Your task is to find every line in the records that holds the string "frame" and copy it.

-- Material for the task follows --

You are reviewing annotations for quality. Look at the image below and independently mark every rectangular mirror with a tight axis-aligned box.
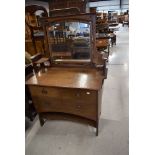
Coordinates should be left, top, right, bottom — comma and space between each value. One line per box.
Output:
47, 21, 91, 60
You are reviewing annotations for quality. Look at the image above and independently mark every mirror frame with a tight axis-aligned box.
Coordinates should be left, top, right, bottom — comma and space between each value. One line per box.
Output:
40, 13, 97, 66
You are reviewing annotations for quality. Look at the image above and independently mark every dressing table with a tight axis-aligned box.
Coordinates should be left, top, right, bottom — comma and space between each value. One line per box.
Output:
26, 13, 107, 136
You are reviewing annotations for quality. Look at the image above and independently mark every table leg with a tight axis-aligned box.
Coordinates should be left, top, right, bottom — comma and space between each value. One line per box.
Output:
39, 114, 45, 126
108, 45, 110, 57
40, 63, 45, 73
96, 121, 99, 136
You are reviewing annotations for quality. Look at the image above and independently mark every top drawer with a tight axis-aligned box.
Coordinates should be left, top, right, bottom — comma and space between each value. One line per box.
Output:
29, 86, 97, 103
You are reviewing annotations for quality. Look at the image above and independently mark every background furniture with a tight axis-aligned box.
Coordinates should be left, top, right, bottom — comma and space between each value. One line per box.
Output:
25, 52, 51, 122
25, 5, 48, 54
72, 37, 90, 59
48, 30, 73, 59
96, 38, 110, 57
123, 15, 129, 27
49, 0, 87, 13
25, 64, 37, 121
49, 7, 80, 17
31, 53, 51, 72
90, 7, 96, 13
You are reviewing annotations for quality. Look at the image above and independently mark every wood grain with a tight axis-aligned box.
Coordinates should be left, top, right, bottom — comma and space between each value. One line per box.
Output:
26, 67, 104, 90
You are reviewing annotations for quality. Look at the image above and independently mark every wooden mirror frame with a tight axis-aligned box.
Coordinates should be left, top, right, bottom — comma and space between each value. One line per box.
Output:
40, 13, 98, 67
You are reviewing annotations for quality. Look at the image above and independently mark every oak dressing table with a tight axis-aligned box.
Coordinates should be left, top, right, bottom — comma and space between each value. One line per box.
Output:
26, 13, 107, 136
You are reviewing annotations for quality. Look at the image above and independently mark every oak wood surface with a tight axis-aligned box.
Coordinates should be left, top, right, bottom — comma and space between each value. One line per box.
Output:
30, 92, 97, 120
26, 67, 104, 90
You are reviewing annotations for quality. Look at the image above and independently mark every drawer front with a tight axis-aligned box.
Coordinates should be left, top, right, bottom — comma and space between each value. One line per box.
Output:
32, 96, 62, 112
62, 89, 97, 102
29, 86, 60, 98
62, 89, 97, 120
29, 86, 97, 120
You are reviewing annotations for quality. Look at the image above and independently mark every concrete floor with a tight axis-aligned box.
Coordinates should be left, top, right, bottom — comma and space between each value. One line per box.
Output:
26, 25, 129, 155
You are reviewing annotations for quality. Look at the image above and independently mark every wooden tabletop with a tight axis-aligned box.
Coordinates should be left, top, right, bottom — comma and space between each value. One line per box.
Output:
26, 67, 104, 90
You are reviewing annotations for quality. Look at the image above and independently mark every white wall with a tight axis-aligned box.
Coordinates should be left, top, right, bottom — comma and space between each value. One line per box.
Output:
121, 0, 129, 9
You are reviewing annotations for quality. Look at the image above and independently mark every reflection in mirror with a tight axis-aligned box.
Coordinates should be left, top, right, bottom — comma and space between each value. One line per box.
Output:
47, 21, 91, 60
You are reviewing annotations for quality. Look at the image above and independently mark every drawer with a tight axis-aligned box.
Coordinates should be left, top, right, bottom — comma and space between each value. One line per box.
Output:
30, 86, 98, 120
62, 89, 97, 120
32, 96, 62, 112
62, 89, 97, 103
29, 86, 60, 98
72, 100, 97, 120
29, 86, 97, 103
33, 95, 97, 121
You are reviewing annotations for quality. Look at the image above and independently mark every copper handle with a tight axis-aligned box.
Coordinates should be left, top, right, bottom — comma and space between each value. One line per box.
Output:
76, 93, 80, 97
76, 105, 81, 109
86, 92, 90, 95
42, 88, 48, 94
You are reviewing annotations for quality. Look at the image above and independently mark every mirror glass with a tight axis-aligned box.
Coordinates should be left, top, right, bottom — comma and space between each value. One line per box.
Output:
46, 21, 91, 60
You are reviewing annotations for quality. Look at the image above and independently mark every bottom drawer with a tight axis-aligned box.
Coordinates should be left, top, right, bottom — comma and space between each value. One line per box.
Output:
32, 95, 97, 121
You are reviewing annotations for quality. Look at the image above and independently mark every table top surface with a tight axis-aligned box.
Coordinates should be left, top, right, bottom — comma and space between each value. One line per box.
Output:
26, 67, 104, 90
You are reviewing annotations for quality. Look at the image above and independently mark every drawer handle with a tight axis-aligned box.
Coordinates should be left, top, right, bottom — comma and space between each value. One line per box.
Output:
44, 102, 49, 106
42, 88, 48, 94
76, 93, 80, 97
76, 105, 81, 109
86, 92, 90, 95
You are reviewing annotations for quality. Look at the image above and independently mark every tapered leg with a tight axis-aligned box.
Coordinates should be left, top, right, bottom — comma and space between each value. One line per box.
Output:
39, 114, 45, 126
108, 45, 110, 57
96, 122, 99, 136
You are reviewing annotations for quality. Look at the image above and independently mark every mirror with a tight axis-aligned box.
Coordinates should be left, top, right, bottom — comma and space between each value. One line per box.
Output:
46, 21, 91, 61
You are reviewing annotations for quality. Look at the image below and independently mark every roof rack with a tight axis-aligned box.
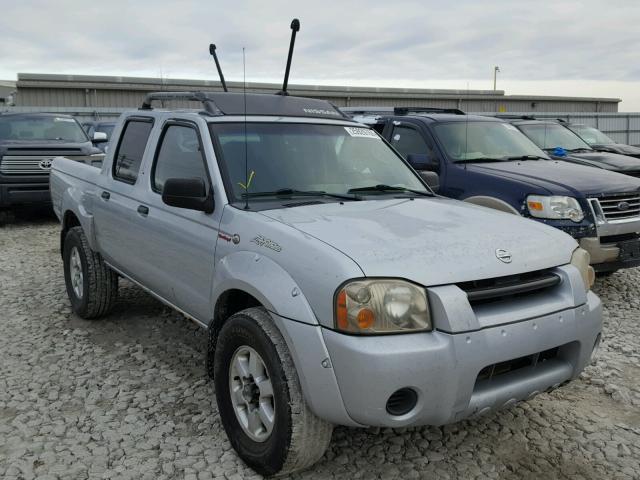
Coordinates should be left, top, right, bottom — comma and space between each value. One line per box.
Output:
140, 91, 223, 115
494, 114, 537, 120
393, 107, 465, 115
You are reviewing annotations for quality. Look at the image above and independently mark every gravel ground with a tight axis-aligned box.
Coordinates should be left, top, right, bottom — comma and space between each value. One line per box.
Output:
1, 209, 639, 480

-- Material for the task concluded --

#### Answer section:
You are reviewing annotations for quality. Look at the image above and independently mark every mirror frame with a tight axis-aligned box.
You are reviewing annotations for quality. Look at the image above and independently mark every wooden mirror frame with a tight axis-aligned box.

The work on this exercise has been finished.